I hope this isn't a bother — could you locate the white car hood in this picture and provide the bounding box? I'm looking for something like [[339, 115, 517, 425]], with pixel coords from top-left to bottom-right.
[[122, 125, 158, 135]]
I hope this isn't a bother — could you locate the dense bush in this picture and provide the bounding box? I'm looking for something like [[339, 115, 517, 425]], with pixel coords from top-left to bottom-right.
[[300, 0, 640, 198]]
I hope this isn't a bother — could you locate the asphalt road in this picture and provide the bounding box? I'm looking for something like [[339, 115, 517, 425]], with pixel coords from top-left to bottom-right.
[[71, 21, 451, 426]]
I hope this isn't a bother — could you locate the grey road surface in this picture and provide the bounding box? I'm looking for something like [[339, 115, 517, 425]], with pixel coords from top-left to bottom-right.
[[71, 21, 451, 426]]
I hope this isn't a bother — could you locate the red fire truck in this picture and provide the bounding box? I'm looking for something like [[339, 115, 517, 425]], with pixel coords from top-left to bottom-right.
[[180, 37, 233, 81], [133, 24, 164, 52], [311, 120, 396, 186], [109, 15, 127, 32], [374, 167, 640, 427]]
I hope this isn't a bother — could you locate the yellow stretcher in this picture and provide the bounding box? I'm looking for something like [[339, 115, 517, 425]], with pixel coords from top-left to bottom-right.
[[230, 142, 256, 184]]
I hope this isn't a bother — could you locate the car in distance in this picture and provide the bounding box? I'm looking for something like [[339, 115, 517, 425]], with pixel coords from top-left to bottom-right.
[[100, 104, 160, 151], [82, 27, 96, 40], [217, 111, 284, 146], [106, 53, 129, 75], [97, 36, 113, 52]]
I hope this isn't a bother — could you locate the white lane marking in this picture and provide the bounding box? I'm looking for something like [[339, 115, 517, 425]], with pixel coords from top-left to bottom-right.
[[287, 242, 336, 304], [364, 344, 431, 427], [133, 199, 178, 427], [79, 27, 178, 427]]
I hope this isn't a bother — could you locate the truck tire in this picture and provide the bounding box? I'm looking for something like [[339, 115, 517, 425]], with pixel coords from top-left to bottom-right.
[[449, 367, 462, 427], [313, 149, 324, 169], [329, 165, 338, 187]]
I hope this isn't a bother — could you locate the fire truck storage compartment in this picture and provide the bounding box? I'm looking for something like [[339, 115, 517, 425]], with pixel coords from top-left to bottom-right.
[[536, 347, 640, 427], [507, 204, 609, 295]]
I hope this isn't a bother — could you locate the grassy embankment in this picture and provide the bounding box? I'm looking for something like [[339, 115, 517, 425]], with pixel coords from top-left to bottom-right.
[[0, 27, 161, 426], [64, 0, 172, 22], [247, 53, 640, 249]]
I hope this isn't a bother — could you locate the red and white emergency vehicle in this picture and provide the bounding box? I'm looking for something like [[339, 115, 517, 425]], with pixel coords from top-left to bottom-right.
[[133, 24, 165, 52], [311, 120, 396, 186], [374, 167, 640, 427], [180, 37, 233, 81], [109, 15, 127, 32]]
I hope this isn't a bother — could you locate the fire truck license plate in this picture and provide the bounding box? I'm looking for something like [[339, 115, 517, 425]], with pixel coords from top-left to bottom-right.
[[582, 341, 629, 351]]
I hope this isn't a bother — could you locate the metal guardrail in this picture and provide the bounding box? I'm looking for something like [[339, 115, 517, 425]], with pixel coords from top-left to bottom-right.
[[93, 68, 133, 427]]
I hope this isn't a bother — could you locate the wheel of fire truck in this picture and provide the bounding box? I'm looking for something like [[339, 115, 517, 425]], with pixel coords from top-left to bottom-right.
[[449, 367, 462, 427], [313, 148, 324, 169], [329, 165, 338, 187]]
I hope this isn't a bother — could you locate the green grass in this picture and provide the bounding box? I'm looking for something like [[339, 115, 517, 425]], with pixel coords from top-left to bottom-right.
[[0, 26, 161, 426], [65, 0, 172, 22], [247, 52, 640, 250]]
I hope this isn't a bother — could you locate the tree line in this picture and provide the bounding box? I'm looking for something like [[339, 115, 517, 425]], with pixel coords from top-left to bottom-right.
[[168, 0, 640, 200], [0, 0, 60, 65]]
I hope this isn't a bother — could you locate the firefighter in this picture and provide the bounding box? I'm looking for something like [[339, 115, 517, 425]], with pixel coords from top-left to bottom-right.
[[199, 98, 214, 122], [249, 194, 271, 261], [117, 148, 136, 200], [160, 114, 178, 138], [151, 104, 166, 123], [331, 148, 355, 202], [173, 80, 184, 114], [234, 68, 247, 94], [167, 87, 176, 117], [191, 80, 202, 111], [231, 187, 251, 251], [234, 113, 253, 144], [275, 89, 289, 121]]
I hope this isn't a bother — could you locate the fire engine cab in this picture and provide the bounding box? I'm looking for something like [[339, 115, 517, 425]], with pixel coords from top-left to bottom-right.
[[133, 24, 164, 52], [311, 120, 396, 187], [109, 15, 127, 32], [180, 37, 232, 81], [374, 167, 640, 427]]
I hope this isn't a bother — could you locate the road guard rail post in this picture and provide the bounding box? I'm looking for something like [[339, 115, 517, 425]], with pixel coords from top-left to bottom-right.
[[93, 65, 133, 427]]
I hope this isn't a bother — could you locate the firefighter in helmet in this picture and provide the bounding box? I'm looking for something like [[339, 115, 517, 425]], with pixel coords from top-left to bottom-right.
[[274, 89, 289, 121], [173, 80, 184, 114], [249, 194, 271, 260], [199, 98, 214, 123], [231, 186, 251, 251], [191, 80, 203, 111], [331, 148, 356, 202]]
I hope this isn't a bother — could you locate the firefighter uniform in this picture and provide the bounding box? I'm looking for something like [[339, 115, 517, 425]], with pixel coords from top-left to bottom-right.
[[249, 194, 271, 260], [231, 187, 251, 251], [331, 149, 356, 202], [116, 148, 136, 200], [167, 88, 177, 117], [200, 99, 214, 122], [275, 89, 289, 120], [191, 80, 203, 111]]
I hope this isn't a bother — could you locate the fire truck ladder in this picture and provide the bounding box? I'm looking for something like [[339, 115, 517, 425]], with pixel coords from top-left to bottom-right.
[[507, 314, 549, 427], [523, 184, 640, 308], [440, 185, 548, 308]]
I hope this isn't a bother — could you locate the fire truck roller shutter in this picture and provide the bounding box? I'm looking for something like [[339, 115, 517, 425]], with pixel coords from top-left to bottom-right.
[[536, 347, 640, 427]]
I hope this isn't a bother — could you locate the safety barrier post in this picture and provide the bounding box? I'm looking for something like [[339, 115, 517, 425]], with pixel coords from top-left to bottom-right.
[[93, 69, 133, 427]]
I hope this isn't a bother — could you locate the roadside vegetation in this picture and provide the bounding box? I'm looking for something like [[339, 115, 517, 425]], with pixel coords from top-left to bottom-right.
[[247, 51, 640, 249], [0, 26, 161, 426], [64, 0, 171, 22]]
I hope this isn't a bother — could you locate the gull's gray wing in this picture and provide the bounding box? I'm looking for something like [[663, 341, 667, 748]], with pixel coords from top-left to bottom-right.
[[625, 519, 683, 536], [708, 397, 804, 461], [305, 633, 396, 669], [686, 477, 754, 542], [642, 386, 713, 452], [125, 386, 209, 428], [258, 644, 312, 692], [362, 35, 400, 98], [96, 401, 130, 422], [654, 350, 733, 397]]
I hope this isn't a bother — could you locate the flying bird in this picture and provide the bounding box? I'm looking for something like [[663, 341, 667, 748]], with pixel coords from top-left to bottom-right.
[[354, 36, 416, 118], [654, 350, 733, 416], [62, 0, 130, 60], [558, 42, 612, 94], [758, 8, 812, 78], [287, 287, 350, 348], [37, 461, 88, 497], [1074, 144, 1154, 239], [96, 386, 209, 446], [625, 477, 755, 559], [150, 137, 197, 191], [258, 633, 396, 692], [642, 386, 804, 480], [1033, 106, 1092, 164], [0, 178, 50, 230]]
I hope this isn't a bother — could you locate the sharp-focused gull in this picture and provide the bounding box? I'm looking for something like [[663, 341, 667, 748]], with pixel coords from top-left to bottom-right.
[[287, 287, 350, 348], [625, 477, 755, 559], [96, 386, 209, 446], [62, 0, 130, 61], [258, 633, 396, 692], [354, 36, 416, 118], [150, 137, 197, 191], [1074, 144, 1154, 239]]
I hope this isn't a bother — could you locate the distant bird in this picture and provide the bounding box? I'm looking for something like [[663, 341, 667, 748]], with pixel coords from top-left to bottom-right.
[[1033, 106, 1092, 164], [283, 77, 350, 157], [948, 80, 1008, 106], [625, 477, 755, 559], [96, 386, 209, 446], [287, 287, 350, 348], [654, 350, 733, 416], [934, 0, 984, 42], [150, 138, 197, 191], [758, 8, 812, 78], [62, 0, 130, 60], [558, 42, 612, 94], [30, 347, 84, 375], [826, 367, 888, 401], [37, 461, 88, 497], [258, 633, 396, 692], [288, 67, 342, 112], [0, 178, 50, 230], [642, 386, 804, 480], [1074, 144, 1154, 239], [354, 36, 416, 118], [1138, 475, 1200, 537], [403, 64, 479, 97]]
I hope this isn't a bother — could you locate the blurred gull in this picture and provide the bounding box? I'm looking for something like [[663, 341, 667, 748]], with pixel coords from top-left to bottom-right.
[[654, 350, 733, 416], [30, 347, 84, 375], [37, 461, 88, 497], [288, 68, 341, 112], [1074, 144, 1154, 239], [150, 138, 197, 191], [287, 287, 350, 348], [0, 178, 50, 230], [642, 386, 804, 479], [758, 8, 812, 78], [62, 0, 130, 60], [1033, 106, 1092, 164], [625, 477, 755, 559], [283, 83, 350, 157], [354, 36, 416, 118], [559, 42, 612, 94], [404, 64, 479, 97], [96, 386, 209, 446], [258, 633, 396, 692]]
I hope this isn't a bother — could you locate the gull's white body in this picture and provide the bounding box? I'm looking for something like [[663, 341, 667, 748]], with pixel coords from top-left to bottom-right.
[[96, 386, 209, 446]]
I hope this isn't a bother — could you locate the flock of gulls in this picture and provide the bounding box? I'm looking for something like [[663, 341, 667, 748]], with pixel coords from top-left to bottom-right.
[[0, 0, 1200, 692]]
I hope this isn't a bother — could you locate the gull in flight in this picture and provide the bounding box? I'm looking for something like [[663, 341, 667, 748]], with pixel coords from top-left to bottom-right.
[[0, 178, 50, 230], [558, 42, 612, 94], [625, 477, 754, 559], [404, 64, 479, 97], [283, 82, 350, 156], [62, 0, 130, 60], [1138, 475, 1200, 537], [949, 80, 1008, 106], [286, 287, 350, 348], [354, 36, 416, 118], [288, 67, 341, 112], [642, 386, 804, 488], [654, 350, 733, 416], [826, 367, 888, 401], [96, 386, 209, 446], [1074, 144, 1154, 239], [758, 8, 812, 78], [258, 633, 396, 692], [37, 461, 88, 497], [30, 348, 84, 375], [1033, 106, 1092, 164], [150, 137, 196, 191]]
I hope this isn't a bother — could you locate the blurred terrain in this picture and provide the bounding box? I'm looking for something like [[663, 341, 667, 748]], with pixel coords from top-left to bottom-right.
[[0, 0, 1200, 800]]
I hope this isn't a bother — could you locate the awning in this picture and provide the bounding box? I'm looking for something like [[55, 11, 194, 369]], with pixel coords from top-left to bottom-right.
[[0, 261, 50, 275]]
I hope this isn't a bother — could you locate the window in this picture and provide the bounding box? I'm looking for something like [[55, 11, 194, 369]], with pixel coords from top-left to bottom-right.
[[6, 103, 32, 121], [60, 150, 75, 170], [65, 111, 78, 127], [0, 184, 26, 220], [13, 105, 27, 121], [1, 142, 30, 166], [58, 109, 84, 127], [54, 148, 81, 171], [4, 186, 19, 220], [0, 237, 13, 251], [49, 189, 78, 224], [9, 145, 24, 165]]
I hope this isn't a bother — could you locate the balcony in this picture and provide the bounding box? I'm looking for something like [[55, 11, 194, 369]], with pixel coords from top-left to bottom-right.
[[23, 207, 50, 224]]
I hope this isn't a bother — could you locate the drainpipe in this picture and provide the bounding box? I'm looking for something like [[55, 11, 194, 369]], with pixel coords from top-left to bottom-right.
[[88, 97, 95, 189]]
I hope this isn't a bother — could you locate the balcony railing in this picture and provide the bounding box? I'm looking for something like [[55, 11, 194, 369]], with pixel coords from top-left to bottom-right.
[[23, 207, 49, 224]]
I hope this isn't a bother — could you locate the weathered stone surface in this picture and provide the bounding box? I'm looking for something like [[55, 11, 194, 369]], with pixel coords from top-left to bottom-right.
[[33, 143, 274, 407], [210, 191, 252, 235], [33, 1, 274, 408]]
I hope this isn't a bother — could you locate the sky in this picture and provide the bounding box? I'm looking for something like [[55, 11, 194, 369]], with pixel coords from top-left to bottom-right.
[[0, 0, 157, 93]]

● **Job**
Copy out everything from the line containing "fire truck storage" down to the line containing "15, 127, 32]]", requests included, and add 135 to every bounding box coordinate in the answers. Keep the numbers in the requests as they are.

● **Reply to the exercise**
I hope this isn't a bother — could you locate the fire truck storage compartment in this picture and provide the bounding box? I'm looking for something like [[339, 115, 517, 425]], with pixel coords from top-left to bottom-right.
[[671, 482, 775, 562], [642, 339, 744, 430]]
I hope this isn't a bother — could you locate the grassy embankment in this picture and provide the bounding box? I'm looking for something like [[339, 115, 517, 425]], with pixel coords from top-left to bottom-right.
[[135, 162, 296, 561], [199, 135, 307, 157], [382, 188, 775, 384]]
I hope this isn't a bother — could you locate the red and white emergency vehicle in this picture and provide the bounding box? I'm looking for something like [[339, 115, 517, 425]], with pixel coords from top-left to bottom-right.
[[268, 159, 300, 187], [446, 255, 531, 321], [509, 302, 775, 562], [315, 172, 368, 216], [244, 150, 262, 167]]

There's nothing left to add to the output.